* Work to be completed *
How many lines in the items below contain the string "window", counting only matches with the same case? Reply with the number alone.

* Given information *
++++++

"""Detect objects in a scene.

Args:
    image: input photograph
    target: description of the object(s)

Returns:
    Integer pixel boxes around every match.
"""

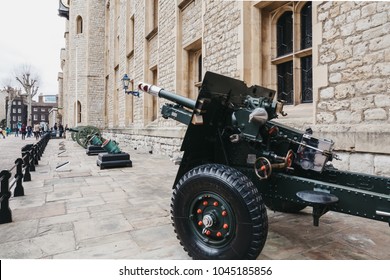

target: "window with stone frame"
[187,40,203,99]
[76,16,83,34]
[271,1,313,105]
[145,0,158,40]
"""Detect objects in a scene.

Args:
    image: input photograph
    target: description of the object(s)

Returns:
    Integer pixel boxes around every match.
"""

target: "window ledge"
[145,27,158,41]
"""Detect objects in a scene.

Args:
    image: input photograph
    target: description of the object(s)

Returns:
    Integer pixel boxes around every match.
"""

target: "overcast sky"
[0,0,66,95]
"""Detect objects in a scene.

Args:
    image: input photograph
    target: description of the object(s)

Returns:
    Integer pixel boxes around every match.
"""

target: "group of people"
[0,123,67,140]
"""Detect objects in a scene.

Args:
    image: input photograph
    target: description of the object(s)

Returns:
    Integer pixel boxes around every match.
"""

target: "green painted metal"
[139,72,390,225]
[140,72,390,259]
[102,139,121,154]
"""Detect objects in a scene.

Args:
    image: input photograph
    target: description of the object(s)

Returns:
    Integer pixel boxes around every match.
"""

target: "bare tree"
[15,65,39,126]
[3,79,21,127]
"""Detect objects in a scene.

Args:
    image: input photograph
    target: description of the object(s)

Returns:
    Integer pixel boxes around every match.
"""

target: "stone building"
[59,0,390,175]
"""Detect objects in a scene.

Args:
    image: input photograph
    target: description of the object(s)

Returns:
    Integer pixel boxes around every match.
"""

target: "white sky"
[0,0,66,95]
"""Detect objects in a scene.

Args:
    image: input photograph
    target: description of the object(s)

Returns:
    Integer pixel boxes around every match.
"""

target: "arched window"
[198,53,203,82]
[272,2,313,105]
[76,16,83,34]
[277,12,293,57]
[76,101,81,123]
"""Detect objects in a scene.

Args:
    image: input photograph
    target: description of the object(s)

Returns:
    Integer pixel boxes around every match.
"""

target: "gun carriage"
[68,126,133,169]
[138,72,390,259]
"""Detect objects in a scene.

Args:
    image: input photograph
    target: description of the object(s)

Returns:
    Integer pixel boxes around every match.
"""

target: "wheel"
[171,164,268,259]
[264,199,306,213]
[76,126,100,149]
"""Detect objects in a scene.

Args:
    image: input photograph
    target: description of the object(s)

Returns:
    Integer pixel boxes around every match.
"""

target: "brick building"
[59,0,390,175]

++++++

* Correct output *
3